* [BRIEF]: Omitting the images, transcribe the records below exactly as they stand.

* [DATASET EXCERPTS]:
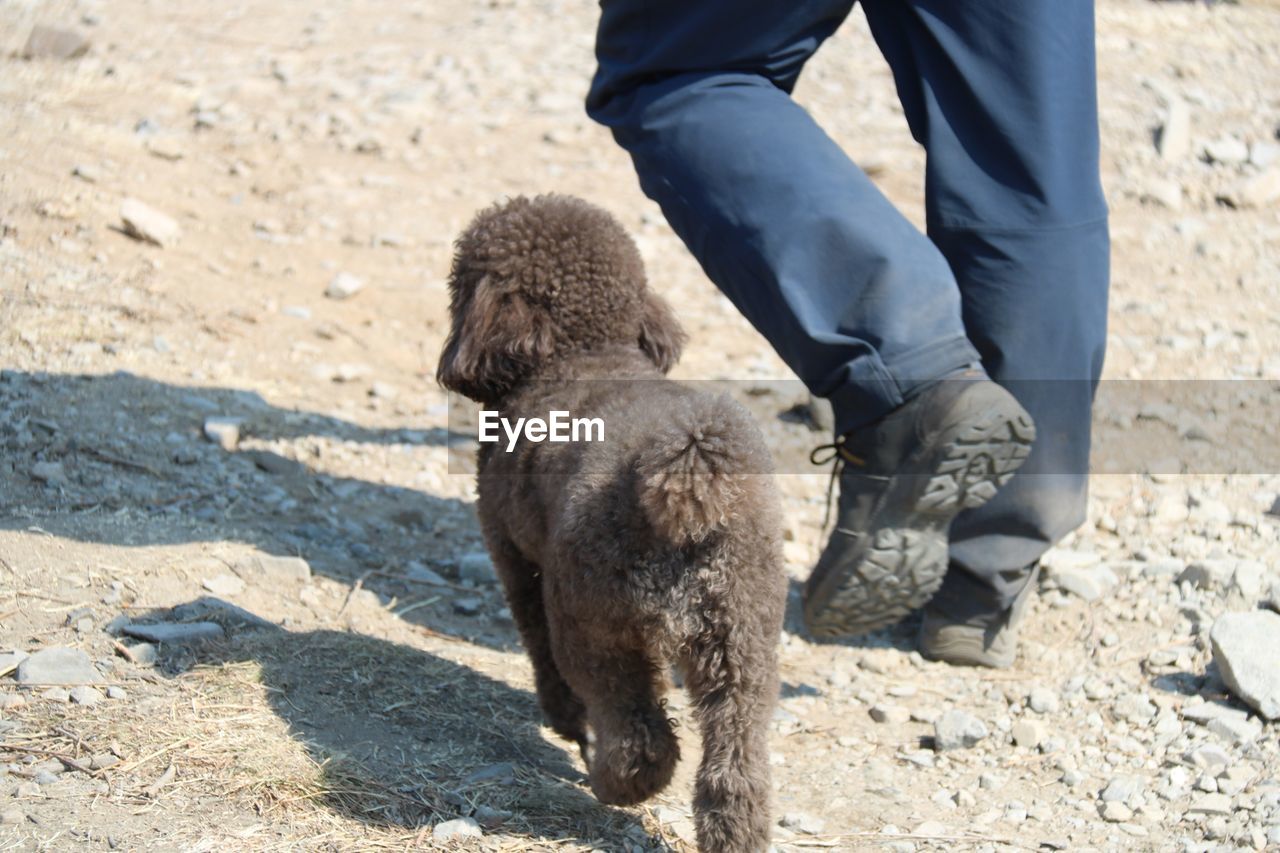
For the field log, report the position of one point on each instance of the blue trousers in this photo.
(864, 308)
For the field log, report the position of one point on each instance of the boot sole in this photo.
(905, 559)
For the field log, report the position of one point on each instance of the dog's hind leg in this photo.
(634, 749)
(731, 674)
(522, 582)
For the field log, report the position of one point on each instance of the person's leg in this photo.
(853, 297)
(1002, 96)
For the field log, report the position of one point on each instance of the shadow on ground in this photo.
(406, 739)
(122, 460)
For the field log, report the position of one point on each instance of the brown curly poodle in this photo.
(656, 546)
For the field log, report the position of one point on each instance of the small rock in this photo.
(1258, 191)
(53, 42)
(456, 829)
(1043, 701)
(1116, 812)
(174, 633)
(1121, 789)
(1028, 733)
(1211, 804)
(1235, 731)
(1247, 648)
(1211, 758)
(343, 286)
(9, 661)
(224, 432)
(224, 584)
(144, 653)
(58, 665)
(476, 568)
(894, 714)
(149, 224)
(420, 573)
(467, 606)
(49, 473)
(1248, 579)
(275, 569)
(1165, 192)
(803, 822)
(1174, 140)
(958, 730)
(1226, 150)
(1208, 574)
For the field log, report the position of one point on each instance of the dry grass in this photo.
(333, 740)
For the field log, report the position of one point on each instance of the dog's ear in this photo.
(496, 340)
(661, 336)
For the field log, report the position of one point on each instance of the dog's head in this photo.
(534, 278)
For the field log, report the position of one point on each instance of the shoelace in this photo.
(841, 456)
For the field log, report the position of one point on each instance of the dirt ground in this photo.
(364, 694)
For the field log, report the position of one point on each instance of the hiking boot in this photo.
(991, 642)
(903, 479)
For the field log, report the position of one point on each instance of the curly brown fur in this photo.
(658, 544)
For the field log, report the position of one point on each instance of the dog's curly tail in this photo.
(690, 474)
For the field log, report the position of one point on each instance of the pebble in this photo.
(149, 224)
(224, 430)
(275, 569)
(1208, 574)
(1258, 191)
(9, 661)
(1121, 789)
(1116, 812)
(958, 730)
(1235, 731)
(420, 573)
(1211, 804)
(174, 633)
(1028, 733)
(803, 822)
(1211, 758)
(343, 286)
(1226, 150)
(891, 714)
(476, 568)
(51, 473)
(224, 584)
(54, 42)
(469, 606)
(58, 665)
(456, 829)
(1174, 140)
(1247, 651)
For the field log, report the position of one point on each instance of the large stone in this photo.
(51, 42)
(958, 730)
(174, 633)
(58, 665)
(1247, 652)
(277, 569)
(456, 829)
(149, 224)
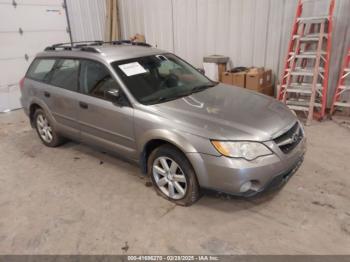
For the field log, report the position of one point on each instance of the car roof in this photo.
(106, 52)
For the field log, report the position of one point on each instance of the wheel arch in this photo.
(38, 104)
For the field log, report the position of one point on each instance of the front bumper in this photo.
(229, 174)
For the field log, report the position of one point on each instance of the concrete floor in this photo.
(74, 200)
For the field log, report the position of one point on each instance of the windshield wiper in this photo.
(165, 99)
(201, 88)
(193, 90)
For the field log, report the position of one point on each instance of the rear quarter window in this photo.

* [THE COMPLETED TASK]:
For the field log, report the position of one point on each instance of the blue trousers in this photo.
(864, 308)
For the field log, report the position of one point on each instance of the boot sole in this photo.
(905, 559)
For the field log, report the position of one point on each instance of the dog's hind leg in this photo.
(634, 749)
(731, 674)
(522, 582)
For the field log, report the position of one point on each instance of the person's leg in this photo.
(853, 297)
(1002, 96)
For the field log, report the position of one point on each instance of the shadow on ground in this photo.
(406, 739)
(122, 460)
For the field log, report the position of one point on each instance of the brown curly poodle in this photo.
(656, 546)
For the field log, report the position of one point on each instance of the small rock in this photo.
(1258, 191)
(53, 42)
(456, 829)
(1043, 701)
(1116, 812)
(174, 633)
(1121, 789)
(1028, 733)
(1211, 804)
(1235, 731)
(1247, 648)
(1211, 758)
(343, 286)
(9, 661)
(224, 432)
(224, 584)
(144, 653)
(58, 665)
(476, 568)
(894, 714)
(149, 224)
(420, 573)
(467, 606)
(49, 473)
(1248, 579)
(275, 569)
(1165, 192)
(803, 822)
(1174, 140)
(958, 730)
(1226, 150)
(1208, 574)
For the field log, report the position of one point on each instance of the dry grass in this photo.
(333, 740)
For the field log, report the position of one point on each instance of the dog's ear in this photo.
(496, 340)
(661, 336)
For the field log, report the position of one point on each instance of the dog's head in this photo.
(534, 278)
For the field log, report the position of one point on each instance of the shoelace in this photo.
(841, 456)
For the field log, report the position of one point on each instance of the dirt ground in this photo.
(364, 694)
For the field log, report the position of one point on each instance of the hiking boot in this photo.
(991, 642)
(903, 479)
For the field log, report the position of one point on each instance of the curly brown fur in this photo.
(658, 544)
For the field log, report the position of one point on each instance of the dog's curly tail in this photo.
(690, 474)
For the field log, report the position of one point on each instance of the pebble in this photo.
(149, 224)
(224, 430)
(275, 569)
(1208, 574)
(1258, 191)
(9, 661)
(1121, 789)
(1116, 812)
(958, 730)
(1235, 731)
(420, 573)
(1211, 804)
(174, 633)
(1028, 733)
(803, 822)
(1211, 758)
(343, 286)
(1226, 150)
(891, 714)
(476, 568)
(51, 473)
(224, 584)
(54, 42)
(469, 606)
(58, 665)
(456, 829)
(1174, 140)
(1247, 651)
For the field log, report the position of one point on each instance of the large stone in this photo.
(51, 42)
(958, 730)
(174, 633)
(58, 665)
(1247, 652)
(277, 569)
(456, 829)
(149, 224)
For the field log, report the position of one point on each instance of the car roof in this photo.
(106, 52)
For the field log, report the position of one point on each instance of the wheel arch in this photo.
(38, 104)
For the field log, report the position of one point on each instance of the front bumper in this photo.
(229, 174)
For the field log, report the position of one point on each instance of the concrete floor in this photo.
(74, 200)
For the field log, report the position of one point on each instance of the windshield wiper in this photo.
(165, 99)
(201, 88)
(193, 90)
For the field log, report the position of one point on each instance of the rear quarter window in this photo.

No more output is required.